Assignment
A stretch of the entries below is to be set down exactly, running from the line with "Target: lamp shade" through the line with "Mark one point per instance of the small", both included, and no other line.

Data to examine
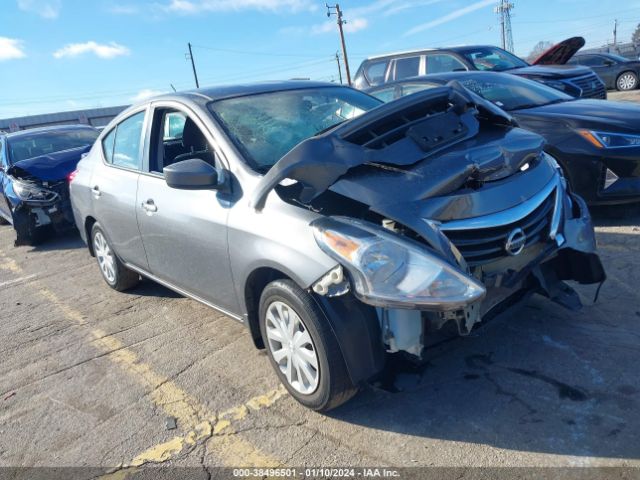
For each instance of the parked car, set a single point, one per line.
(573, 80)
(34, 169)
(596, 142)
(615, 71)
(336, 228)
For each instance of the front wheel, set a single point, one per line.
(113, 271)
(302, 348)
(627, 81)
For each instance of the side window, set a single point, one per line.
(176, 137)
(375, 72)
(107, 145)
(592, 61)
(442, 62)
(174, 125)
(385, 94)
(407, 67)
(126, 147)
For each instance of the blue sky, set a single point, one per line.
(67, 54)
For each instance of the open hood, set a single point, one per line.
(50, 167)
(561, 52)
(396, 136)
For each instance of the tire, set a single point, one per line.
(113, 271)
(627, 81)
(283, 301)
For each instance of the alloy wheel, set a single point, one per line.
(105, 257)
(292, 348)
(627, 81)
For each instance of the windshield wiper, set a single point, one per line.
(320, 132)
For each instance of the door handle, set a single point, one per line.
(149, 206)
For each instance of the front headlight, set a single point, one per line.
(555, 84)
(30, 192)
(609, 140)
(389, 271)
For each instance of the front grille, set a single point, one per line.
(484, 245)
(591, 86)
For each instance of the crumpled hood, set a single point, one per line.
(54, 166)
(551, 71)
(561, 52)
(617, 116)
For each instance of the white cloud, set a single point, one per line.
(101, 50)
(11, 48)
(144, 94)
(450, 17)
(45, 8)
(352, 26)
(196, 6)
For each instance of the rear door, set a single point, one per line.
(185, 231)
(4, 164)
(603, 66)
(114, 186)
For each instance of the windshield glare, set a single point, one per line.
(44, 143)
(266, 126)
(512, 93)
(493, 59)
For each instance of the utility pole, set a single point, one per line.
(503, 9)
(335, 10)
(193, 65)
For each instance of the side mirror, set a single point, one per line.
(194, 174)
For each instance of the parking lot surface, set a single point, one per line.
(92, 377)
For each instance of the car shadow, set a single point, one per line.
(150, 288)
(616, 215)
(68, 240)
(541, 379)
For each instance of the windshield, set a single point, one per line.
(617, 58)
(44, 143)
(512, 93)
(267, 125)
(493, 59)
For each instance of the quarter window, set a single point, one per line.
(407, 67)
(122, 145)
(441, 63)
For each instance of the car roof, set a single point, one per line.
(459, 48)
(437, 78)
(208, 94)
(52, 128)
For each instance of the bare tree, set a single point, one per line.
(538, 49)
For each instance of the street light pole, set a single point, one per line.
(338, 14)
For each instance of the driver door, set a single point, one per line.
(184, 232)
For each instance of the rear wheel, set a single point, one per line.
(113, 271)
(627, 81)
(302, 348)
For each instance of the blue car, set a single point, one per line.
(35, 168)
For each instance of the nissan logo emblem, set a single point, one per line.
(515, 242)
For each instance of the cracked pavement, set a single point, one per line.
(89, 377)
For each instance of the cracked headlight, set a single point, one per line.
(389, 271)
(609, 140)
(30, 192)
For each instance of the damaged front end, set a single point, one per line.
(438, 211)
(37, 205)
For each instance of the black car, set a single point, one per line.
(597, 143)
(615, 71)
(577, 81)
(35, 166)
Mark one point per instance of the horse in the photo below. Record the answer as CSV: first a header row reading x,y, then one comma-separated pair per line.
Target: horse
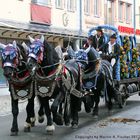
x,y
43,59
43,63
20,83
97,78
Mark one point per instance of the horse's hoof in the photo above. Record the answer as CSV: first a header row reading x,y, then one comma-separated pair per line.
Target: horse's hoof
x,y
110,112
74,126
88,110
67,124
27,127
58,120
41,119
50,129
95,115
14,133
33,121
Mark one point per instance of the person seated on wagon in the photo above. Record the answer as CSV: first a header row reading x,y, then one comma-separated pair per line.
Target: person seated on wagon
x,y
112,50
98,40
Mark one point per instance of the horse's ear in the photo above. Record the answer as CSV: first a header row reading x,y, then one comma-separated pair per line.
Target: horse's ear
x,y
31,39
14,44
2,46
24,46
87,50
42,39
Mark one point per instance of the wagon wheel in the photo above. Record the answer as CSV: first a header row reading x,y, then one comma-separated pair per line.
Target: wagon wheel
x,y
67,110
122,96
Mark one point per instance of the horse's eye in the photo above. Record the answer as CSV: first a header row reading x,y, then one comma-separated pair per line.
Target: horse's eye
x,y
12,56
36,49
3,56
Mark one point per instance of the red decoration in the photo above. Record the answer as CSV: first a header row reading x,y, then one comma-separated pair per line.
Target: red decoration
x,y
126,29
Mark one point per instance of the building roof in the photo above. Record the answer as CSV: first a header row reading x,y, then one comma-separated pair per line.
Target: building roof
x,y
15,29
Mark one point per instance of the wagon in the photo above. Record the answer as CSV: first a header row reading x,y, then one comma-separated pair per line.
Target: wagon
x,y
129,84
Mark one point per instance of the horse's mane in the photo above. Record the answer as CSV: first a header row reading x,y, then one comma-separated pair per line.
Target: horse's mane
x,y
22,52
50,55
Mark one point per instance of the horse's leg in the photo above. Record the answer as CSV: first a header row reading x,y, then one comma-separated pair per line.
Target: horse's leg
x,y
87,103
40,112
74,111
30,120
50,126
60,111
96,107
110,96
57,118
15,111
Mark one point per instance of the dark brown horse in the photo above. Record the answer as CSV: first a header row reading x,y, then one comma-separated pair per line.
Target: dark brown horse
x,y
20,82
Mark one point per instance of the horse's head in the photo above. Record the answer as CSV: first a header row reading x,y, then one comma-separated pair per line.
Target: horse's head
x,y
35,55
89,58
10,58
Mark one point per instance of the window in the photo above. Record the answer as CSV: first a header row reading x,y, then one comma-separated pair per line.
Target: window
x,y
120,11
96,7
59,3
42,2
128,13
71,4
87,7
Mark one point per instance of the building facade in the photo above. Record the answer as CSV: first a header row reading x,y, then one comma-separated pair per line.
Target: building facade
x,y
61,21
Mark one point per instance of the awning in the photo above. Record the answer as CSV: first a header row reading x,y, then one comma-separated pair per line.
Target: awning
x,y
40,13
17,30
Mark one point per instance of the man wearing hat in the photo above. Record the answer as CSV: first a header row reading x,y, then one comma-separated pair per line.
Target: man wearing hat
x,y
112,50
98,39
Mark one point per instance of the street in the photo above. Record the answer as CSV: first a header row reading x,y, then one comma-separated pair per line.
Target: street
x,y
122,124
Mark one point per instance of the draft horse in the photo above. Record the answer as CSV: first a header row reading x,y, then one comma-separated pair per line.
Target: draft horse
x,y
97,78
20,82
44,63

...

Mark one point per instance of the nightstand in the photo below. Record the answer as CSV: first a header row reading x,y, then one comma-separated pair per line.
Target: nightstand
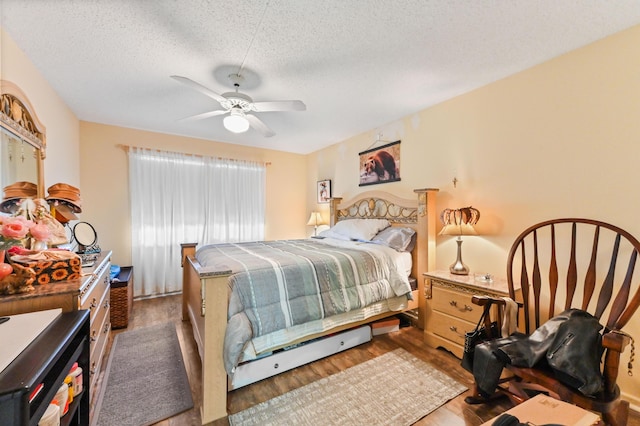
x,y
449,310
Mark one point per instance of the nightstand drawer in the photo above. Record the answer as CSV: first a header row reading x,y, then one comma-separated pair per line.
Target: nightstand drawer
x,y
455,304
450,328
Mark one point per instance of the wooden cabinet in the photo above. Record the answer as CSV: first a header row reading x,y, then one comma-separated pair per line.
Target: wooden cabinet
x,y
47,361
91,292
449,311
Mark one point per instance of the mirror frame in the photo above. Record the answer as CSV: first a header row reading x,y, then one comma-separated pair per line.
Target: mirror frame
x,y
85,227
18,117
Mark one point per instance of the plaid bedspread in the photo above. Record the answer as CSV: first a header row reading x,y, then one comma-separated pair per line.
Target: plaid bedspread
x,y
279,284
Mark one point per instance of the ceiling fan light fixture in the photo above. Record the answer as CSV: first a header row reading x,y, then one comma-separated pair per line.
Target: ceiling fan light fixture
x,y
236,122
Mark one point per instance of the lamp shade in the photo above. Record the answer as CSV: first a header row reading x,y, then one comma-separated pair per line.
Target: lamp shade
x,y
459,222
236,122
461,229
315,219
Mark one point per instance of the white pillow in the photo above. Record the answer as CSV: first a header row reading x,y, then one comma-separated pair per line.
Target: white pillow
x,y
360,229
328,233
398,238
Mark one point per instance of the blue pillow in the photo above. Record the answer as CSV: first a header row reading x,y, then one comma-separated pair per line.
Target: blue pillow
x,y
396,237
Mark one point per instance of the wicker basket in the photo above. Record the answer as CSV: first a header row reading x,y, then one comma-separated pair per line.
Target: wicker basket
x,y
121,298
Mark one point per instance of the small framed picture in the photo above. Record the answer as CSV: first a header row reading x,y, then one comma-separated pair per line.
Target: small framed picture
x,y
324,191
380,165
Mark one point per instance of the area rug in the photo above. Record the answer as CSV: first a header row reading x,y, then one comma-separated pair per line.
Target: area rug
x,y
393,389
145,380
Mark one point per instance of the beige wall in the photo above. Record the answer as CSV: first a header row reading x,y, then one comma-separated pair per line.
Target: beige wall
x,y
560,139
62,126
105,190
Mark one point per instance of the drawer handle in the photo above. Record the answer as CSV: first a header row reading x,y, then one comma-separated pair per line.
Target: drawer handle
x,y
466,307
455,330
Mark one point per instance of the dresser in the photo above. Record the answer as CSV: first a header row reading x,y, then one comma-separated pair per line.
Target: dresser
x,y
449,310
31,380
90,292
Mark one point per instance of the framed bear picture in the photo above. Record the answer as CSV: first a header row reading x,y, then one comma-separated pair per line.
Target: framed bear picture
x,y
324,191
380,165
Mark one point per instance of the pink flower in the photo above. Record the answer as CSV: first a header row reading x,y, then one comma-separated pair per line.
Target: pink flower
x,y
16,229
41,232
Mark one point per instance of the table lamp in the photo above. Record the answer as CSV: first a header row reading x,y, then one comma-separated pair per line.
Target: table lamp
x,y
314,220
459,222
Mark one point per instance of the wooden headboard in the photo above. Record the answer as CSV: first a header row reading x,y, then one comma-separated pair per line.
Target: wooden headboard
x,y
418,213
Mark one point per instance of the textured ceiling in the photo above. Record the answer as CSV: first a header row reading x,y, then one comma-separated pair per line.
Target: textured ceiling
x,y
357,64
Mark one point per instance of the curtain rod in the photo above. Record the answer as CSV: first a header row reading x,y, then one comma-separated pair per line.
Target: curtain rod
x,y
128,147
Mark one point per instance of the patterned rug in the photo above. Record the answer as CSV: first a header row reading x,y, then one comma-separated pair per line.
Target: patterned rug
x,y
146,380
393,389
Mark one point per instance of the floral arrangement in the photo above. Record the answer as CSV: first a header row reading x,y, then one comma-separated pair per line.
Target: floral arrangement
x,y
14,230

Exercise output
Target: lamp shade
x,y
459,222
236,122
461,229
315,219
Mark one point per instance of the white pillow in the photo above. Record the answer as CSV: first a header row reading x,y, then one comma-separated pair per line.
Target: white pillow
x,y
360,229
328,233
398,238
Mark one point per instance of the blue pillow in the photo above. Record the answer as CSV: first a header row reading x,y, then one comma-separated pair per line.
Target: blue pillow
x,y
396,237
Mark one point per instance of the wicker basket in the photo above. Record the answer as CSV: first a header row reading x,y, then one comma-separated pair per line.
Target: wicker basket
x,y
121,298
Mark one point per instance of the small framed picture in the photo above. Record the answer as CSV: first a header row reading x,y, then one comma-separated pair per line.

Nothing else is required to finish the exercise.